-- TEXTO DE REFERENCIA --
○ ○ ○ ○ ○ ○ ○

La realidad es una testaruda que se empeña en contradecir los discursos que tratan de negarla. Una realidad lacerante en Tlaxcala es la trata de personas con fines de explotación sexual. De acuerdo con organizaciones como el Centro “Fray Julián Garcés”, al menos desde hace setenta años, operan redes de tratantes de mujeres y niñas a las que han vendido, comprado, violado y hasta asesinado.
Durante décadas, autoridades comunitarias, municipales, estatales y federales han sido complacientes con esas redes de tratantes, incluso en algunas localidades hay un claro contubernio que no solo tolera estas conductas criminales, sino que hasta participa del mismo de diferentes maneras.
La trata no se acaba con declaraciones ni por decreto. Negarla es incentivarla, porque entonces se corre un tupido velo de impunidad. Tajante, terca, la realidad está allí, en forma de decenas de mujeres explotadas, que a todas horas se encuentran de pie, a la orilla de la Vía Corta, esperando a sus “clientes”, ese eufemismo que enmascara a un violador.
La trata de personas en Tlaxcala es una problemática compleja y arraigada que ha persistido durante décadas, en buena parte gracias a los tímidos esfuerzos por combatirla.
En esa lucha han tenido mayor éxito las agencias, fiscales y jueces de Estados Unidos, que a pesar de los policías, procuradores (ahora fiscales) y jueces mexicanos han detenido en la Unión Americana e incluso en territorio tlaxcalteca a varios padrotes y madrotas que engancharon y explotaron a miles de mujeres, a las que redujeron a la condición de mercancía, a la que traficaban llevándolas a prostíbulos en estados como Nueva York o Texas.
En estas décadas de existencia de la trata se han tejido robustas redes familiares y complicidades. Las redes de trata suelen operar con la participación de familias completas (los Carreto son el mejor ejemplo de un clan donde hombres y mujeres se dedican a explotar a niñas y mujeres), donde los roles se heredan de generación en generación. Esto crea un ambiente de complicidad y dificulta la identificación y persecución de los responsables.

○ ○ ○ ○ ○ ○ ○

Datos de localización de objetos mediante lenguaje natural
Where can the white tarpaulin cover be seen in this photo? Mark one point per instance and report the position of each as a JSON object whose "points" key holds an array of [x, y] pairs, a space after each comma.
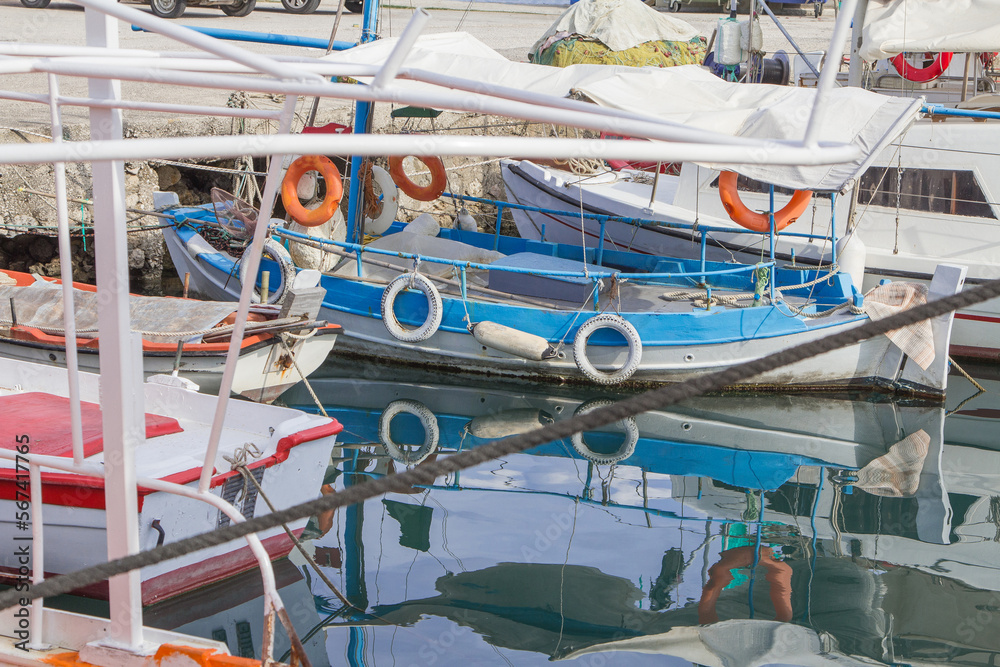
{"points": [[620, 24], [687, 94], [895, 26]]}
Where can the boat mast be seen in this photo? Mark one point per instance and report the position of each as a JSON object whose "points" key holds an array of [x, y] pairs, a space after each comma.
{"points": [[362, 125], [857, 26], [123, 413]]}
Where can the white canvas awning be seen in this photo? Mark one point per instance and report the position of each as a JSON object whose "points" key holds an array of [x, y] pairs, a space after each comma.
{"points": [[689, 95], [895, 26], [620, 24]]}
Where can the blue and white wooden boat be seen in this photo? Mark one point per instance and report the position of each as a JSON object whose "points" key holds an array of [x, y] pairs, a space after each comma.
{"points": [[471, 302], [548, 299]]}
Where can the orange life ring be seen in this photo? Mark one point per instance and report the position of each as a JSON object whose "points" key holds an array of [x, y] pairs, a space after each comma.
{"points": [[759, 222], [922, 74], [426, 193], [778, 577], [289, 190]]}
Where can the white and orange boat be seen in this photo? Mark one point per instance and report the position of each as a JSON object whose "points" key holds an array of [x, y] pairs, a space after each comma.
{"points": [[185, 337]]}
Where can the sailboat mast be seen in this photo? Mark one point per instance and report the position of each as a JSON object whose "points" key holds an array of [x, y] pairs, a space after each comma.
{"points": [[362, 125], [122, 407]]}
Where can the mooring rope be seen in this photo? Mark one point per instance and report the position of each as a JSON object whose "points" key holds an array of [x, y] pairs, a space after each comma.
{"points": [[426, 473]]}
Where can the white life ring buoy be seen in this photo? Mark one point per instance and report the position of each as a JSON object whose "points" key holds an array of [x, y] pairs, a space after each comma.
{"points": [[277, 252], [434, 308], [390, 202], [622, 326], [627, 447], [427, 420]]}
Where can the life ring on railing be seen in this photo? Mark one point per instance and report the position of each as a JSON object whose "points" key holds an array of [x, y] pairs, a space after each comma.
{"points": [[289, 190], [627, 447], [619, 324], [427, 420], [434, 308], [759, 222], [778, 577], [277, 252], [430, 192], [922, 74], [390, 201]]}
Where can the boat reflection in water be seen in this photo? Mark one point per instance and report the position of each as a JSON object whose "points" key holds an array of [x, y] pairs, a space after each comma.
{"points": [[734, 530]]}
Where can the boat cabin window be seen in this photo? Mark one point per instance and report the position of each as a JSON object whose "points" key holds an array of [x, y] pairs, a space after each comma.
{"points": [[933, 190]]}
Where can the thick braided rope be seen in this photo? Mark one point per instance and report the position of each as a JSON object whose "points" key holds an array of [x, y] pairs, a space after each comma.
{"points": [[426, 473]]}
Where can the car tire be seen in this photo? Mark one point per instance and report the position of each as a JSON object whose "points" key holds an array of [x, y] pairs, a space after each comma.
{"points": [[240, 8], [300, 6], [168, 9]]}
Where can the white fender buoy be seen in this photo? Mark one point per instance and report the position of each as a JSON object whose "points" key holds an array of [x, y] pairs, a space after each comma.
{"points": [[512, 341], [424, 224], [427, 420], [390, 203], [465, 221], [435, 309], [277, 252], [507, 423], [851, 257], [622, 326], [627, 425]]}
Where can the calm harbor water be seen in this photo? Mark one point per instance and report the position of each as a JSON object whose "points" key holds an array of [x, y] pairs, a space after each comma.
{"points": [[736, 530]]}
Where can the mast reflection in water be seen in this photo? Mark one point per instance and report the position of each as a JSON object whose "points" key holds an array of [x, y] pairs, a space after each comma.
{"points": [[734, 530]]}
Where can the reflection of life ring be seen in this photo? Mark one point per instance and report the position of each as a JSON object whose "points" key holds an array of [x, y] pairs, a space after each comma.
{"points": [[627, 447], [622, 326], [434, 308], [277, 252], [922, 74], [426, 193], [759, 222], [289, 190], [427, 420], [778, 577]]}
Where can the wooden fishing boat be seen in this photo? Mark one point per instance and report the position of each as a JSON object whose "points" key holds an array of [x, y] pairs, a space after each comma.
{"points": [[182, 336]]}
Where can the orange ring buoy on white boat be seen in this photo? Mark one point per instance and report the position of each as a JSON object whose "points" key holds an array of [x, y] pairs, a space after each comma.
{"points": [[289, 190], [759, 222], [922, 74], [778, 577], [430, 192]]}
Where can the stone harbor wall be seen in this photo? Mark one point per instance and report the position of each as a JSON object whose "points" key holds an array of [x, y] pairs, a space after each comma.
{"points": [[28, 211]]}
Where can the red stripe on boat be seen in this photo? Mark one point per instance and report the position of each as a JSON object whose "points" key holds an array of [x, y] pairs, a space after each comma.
{"points": [[44, 418]]}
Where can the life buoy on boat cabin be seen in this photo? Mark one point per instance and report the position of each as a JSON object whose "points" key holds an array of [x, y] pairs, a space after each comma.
{"points": [[922, 74], [289, 190], [429, 192], [752, 220]]}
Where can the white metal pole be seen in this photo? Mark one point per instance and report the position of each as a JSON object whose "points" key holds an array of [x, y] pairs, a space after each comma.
{"points": [[856, 64], [402, 49], [828, 76], [66, 274], [122, 410], [252, 258]]}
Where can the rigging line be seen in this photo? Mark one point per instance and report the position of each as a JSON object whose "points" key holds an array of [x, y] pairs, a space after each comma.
{"points": [[562, 578], [426, 473]]}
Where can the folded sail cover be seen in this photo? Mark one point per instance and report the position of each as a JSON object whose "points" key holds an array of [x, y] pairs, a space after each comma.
{"points": [[686, 95], [895, 26]]}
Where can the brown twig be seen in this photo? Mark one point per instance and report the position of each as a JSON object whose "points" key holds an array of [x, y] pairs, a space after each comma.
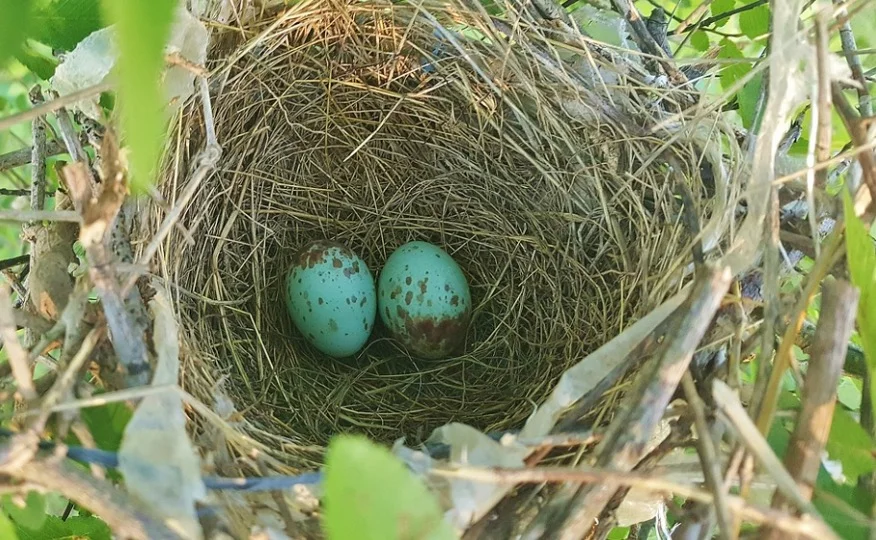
{"points": [[839, 301], [708, 456], [767, 406], [14, 261], [53, 105], [647, 42], [16, 354], [810, 528], [24, 216], [114, 506], [853, 59], [17, 158], [858, 133], [574, 516]]}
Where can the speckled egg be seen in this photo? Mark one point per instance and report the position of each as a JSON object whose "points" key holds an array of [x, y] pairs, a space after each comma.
{"points": [[424, 300], [331, 296]]}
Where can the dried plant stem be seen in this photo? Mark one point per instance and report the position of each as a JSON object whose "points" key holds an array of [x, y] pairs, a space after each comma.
{"points": [[53, 105], [16, 354], [832, 251], [839, 301], [807, 527], [121, 513], [850, 50], [39, 215], [622, 447], [708, 456], [17, 158]]}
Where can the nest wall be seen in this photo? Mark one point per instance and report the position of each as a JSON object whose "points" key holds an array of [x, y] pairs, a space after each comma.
{"points": [[343, 121]]}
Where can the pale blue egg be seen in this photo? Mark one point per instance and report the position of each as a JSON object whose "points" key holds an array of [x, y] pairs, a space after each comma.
{"points": [[424, 300], [331, 297]]}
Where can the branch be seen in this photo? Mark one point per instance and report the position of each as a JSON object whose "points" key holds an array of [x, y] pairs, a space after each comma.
{"points": [[856, 130], [839, 301], [17, 158], [53, 105], [622, 447], [853, 59]]}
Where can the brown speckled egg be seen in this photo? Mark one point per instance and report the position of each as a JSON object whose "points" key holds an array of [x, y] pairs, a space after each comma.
{"points": [[331, 296], [424, 301]]}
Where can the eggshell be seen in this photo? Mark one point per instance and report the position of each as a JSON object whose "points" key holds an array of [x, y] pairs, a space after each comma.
{"points": [[424, 300], [331, 296]]}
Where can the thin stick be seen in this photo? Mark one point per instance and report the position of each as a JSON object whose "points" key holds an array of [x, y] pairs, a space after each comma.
{"points": [[708, 456], [38, 155], [839, 302], [853, 59], [17, 158], [622, 447], [40, 215], [15, 353], [805, 526], [121, 513], [14, 261], [53, 105], [731, 408]]}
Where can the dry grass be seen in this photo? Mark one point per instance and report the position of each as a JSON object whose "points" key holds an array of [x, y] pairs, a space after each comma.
{"points": [[564, 222]]}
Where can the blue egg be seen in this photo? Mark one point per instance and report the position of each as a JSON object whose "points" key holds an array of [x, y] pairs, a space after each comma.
{"points": [[331, 297], [424, 300]]}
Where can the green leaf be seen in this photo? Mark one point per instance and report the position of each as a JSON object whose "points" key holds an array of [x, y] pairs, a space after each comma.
{"points": [[755, 22], [62, 24], [748, 97], [32, 515], [143, 27], [74, 528], [722, 6], [849, 394], [16, 19], [370, 494], [699, 40], [861, 257], [7, 529], [107, 424], [43, 66], [850, 445]]}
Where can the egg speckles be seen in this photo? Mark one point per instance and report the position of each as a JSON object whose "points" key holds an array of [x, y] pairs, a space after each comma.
{"points": [[331, 297], [424, 300]]}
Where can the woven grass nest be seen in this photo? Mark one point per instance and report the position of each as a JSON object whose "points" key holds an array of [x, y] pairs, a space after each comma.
{"points": [[374, 124]]}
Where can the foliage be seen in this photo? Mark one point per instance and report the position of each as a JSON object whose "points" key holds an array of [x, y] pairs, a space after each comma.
{"points": [[143, 27], [369, 494]]}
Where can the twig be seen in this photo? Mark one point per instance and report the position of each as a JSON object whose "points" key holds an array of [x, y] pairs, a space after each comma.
{"points": [[847, 38], [15, 353], [731, 408], [823, 130], [839, 301], [725, 15], [805, 526], [53, 105], [622, 447], [40, 215], [17, 158], [853, 124], [38, 155], [708, 456], [14, 261], [646, 41], [831, 253]]}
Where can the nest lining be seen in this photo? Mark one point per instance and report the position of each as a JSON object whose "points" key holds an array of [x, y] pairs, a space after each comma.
{"points": [[331, 128]]}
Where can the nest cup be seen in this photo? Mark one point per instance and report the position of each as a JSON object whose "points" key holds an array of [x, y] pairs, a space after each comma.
{"points": [[354, 122]]}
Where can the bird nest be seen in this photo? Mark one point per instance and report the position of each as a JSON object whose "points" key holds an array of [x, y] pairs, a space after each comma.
{"points": [[374, 124]]}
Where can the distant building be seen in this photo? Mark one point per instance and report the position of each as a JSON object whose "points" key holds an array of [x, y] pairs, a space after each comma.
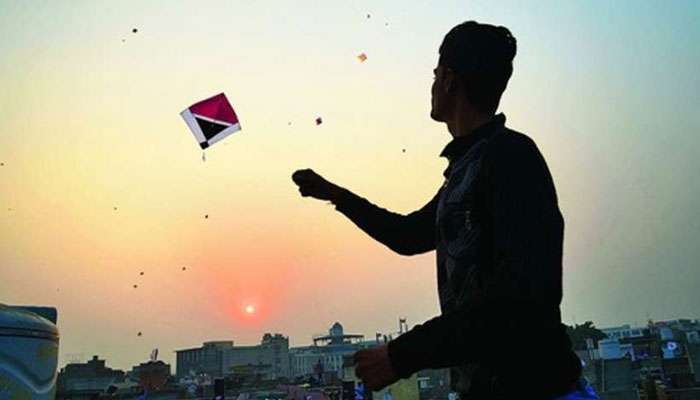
{"points": [[272, 352], [152, 374], [219, 359], [207, 359], [90, 377], [326, 354]]}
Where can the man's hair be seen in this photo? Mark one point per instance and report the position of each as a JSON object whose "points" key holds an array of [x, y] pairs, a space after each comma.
{"points": [[482, 54]]}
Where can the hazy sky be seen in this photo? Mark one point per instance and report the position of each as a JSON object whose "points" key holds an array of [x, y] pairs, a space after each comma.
{"points": [[90, 121]]}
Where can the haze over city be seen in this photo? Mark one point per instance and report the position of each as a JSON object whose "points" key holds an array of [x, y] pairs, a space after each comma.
{"points": [[101, 179]]}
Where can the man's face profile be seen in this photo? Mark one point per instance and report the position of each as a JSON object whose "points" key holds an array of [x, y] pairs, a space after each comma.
{"points": [[439, 96]]}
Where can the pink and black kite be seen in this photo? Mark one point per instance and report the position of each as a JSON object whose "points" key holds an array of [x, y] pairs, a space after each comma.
{"points": [[211, 120]]}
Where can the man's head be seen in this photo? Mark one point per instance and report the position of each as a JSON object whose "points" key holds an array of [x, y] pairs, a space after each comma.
{"points": [[476, 61]]}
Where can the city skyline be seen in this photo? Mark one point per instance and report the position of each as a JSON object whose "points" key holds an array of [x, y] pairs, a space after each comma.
{"points": [[101, 179]]}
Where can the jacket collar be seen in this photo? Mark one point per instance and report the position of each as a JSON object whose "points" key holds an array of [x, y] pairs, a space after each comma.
{"points": [[460, 145]]}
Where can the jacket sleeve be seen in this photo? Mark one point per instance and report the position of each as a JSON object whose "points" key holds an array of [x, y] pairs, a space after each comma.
{"points": [[405, 234], [521, 281]]}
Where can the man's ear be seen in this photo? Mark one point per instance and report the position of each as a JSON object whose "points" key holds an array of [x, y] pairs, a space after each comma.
{"points": [[450, 81]]}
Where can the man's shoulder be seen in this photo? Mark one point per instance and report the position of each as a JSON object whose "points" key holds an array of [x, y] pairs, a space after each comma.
{"points": [[510, 144], [511, 139]]}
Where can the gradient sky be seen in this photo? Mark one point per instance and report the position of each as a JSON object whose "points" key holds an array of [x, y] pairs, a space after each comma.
{"points": [[608, 90]]}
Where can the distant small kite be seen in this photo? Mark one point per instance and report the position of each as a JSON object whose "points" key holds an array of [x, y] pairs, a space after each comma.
{"points": [[211, 120]]}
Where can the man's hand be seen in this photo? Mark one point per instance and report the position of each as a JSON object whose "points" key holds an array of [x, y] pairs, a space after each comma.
{"points": [[373, 367], [313, 185]]}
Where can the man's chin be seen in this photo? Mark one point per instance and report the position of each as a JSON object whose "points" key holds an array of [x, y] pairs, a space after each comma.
{"points": [[436, 116]]}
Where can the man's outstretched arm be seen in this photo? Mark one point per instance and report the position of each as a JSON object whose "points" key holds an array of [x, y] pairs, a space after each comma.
{"points": [[405, 234], [522, 284]]}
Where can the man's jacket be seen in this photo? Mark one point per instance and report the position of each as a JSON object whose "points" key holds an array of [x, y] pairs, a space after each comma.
{"points": [[498, 232]]}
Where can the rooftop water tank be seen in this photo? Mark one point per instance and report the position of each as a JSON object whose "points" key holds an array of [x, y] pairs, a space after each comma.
{"points": [[28, 352]]}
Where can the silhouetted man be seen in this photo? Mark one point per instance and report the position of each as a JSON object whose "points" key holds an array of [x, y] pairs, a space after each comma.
{"points": [[497, 231]]}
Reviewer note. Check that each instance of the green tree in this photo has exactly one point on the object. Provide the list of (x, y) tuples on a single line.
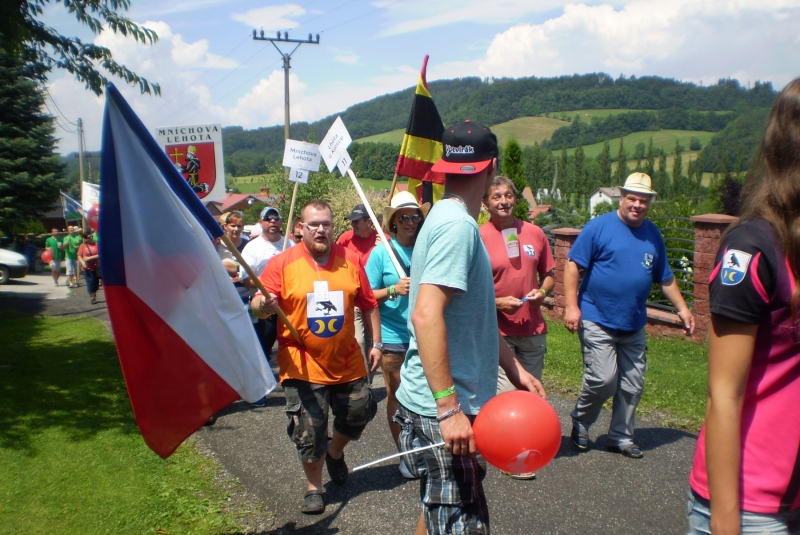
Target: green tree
[(23, 35), (515, 170), (605, 165), (622, 164), (29, 168)]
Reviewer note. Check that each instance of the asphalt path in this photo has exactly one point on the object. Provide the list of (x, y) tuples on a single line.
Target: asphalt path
[(592, 492)]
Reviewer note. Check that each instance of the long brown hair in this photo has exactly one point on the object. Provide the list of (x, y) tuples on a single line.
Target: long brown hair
[(772, 189)]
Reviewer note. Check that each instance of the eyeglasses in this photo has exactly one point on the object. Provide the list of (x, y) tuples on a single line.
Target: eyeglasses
[(405, 218), (313, 227)]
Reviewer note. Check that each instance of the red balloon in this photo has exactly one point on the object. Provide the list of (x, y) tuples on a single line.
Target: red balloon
[(93, 216), (517, 432)]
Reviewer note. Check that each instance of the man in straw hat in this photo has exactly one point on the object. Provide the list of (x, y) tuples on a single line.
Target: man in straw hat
[(622, 254), (451, 366)]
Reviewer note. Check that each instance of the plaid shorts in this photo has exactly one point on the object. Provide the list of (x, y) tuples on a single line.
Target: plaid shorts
[(307, 407), (451, 486)]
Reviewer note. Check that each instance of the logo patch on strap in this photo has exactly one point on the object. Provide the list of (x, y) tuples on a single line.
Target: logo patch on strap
[(325, 318), (734, 267)]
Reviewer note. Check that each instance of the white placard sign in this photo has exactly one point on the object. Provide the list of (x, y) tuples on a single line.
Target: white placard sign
[(335, 143), (299, 175), (301, 155), (196, 152), (344, 163)]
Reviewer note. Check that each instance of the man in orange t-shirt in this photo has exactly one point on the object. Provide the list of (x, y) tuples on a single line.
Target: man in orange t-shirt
[(318, 286)]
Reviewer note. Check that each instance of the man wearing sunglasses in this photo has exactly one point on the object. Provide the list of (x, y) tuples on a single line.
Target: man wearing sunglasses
[(257, 254)]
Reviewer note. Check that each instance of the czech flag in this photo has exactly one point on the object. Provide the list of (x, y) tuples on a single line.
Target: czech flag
[(422, 145), (184, 338)]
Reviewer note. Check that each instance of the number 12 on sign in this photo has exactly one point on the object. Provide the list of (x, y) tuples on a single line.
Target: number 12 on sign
[(299, 175)]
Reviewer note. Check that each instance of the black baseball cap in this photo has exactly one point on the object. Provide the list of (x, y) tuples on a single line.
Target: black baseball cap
[(468, 148), (359, 212)]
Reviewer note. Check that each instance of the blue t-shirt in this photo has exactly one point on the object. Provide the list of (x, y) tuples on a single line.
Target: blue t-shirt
[(622, 263), (382, 274), (449, 252)]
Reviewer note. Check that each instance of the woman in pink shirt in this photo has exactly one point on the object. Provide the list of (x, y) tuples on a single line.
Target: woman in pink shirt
[(746, 472)]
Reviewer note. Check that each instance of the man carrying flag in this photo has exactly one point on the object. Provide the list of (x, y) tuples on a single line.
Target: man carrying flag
[(422, 146), (185, 342)]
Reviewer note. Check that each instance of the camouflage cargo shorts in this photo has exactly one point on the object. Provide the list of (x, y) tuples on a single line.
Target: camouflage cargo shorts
[(308, 406)]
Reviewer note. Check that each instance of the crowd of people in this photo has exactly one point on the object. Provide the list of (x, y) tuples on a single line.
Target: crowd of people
[(450, 313), (79, 252)]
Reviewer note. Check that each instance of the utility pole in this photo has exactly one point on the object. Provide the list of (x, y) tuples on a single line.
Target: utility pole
[(80, 167), (286, 65)]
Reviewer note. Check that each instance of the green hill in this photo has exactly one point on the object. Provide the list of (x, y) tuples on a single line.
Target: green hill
[(662, 139)]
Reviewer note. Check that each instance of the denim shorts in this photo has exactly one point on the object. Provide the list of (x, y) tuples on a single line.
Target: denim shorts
[(307, 408), (451, 486), (752, 523)]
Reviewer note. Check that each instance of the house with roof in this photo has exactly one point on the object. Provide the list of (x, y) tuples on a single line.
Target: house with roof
[(609, 195)]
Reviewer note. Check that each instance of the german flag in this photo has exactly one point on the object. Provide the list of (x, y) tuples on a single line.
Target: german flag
[(422, 145)]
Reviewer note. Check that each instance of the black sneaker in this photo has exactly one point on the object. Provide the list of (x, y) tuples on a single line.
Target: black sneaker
[(633, 451), (337, 469), (313, 503), (580, 440)]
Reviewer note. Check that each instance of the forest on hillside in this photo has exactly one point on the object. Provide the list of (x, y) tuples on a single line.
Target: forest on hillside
[(670, 103)]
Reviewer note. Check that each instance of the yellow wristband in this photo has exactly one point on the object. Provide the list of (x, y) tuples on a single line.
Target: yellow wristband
[(444, 393)]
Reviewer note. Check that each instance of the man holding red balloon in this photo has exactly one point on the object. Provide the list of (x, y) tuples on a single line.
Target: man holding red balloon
[(451, 366)]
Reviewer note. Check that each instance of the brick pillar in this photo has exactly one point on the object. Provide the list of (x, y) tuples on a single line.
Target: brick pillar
[(708, 230), (565, 237)]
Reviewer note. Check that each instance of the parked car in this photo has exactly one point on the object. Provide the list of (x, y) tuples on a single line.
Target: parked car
[(12, 266)]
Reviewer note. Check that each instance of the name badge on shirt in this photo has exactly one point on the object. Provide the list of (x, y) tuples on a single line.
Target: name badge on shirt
[(321, 291)]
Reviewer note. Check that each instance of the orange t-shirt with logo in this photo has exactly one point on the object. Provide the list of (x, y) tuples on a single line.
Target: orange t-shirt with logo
[(330, 353)]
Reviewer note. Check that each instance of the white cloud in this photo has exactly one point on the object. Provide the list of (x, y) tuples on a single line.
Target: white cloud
[(270, 18)]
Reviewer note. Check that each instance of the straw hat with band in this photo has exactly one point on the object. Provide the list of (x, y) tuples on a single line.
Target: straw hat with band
[(400, 201), (638, 183)]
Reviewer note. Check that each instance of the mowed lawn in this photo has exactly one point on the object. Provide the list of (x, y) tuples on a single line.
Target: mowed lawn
[(71, 456), (675, 383)]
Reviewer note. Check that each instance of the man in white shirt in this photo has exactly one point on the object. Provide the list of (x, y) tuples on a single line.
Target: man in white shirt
[(257, 253)]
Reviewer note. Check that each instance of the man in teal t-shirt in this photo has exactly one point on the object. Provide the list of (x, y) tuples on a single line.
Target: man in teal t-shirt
[(56, 246), (450, 370)]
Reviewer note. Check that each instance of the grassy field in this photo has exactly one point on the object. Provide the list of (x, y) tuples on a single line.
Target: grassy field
[(675, 384), (71, 456), (527, 130), (393, 136), (664, 139)]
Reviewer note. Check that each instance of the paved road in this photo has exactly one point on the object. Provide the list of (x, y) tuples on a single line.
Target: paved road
[(595, 492)]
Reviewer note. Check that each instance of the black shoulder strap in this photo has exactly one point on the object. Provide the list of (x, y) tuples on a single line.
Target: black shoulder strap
[(406, 268)]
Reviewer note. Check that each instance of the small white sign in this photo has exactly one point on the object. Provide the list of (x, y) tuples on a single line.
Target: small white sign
[(299, 175), (344, 163), (335, 143), (301, 155)]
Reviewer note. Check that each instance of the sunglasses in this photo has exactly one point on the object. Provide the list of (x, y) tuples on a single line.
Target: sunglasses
[(405, 218)]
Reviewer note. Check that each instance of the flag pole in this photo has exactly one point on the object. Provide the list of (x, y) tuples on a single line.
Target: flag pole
[(232, 248), (400, 271), (291, 215)]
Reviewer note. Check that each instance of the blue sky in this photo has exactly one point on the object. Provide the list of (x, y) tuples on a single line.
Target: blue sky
[(211, 70)]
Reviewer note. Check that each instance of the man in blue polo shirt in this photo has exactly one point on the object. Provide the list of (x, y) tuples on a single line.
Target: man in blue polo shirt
[(622, 254)]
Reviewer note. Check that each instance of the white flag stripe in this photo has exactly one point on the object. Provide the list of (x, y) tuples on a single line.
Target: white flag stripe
[(195, 298)]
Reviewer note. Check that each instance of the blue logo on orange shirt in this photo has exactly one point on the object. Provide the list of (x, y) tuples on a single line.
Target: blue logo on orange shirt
[(325, 318), (734, 267)]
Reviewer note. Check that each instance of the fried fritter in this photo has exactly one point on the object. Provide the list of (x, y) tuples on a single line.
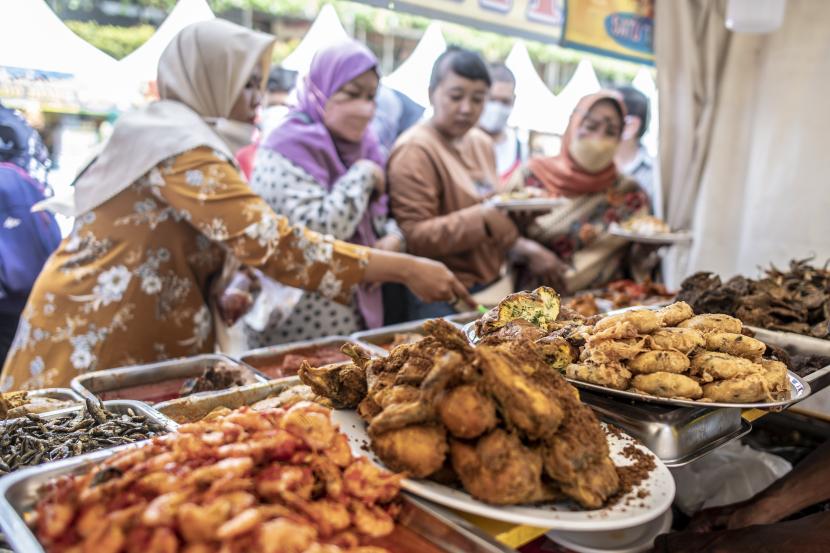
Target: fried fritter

○ ○ ○ ○ ○ ○ ○

-- PREGUNTAS POR RESPONDER --
a: Según el texto sobre la trata de personas en Tlaxcala, ¿desde hace cuánto tiempo operan allí las redes de tratantes, de acuerdo con organizaciones como el Centro “Fray Julián Garcés”?
b: Resuma en dos oraciones el texto sobre la trata de personas en Tlaxcala.
c: Retome el texto sobre la trata de personas en Tlaxcala y continúelo a partir de su última oración.
Los ítems no desempeñan ninguna función en esto.

-- RESPUESTAS NUMERADAS --
a: Al menos desde hace setenta años.

b: En Tlaxcala operan desde hace al menos setenta años redes de trata con fines de explotación sexual, con la complacencia e incluso la participación de autoridades de distintos niveles, y negar el problema solo lo incentiva al favorecer la impunidad. Las agencias, fiscales y jueces de Estados Unidos han tenido mayor éxito que las autoridades mexicanas en combatir estas redes, que suelen integrarse por familias completas, como los Carreto, cuyos roles se heredan de generación en generación.

c:
A esta base se agrega la maquinaria de la corrupción y de la impunidad. La corrupción de autoridades locales y la falta de acceso a la justicia para las víctimas contribuyen a la impunidad de los tratantes.
Otro rasgo que fomenta este delito es la normalización y cultura de la trata. En una creciente cantidad de comunidades, la trata con fines de explotación sexual se ha normalizado e incluso se ve como una forma de obtener ingresos económicos. Los niños crecen con la aspiración de ser padrotes.
La vulnerabilidad de las víctimas, marcadas por la pobreza, la falta de oportunidades educativas y laborales, la violencia familiar y la discriminación de género hacen que las mujeres y niñas sean más vulnerables a ser víctimas de trata, que son sometidas a la prostitución forzada, la pornografía infantil y otras formas de abuso sexual. Sufren graves daños físicos y psicológicos, incluyendo enfermedades de transmisión sexual, embarazos no deseados, adicciones y trastornos mentales.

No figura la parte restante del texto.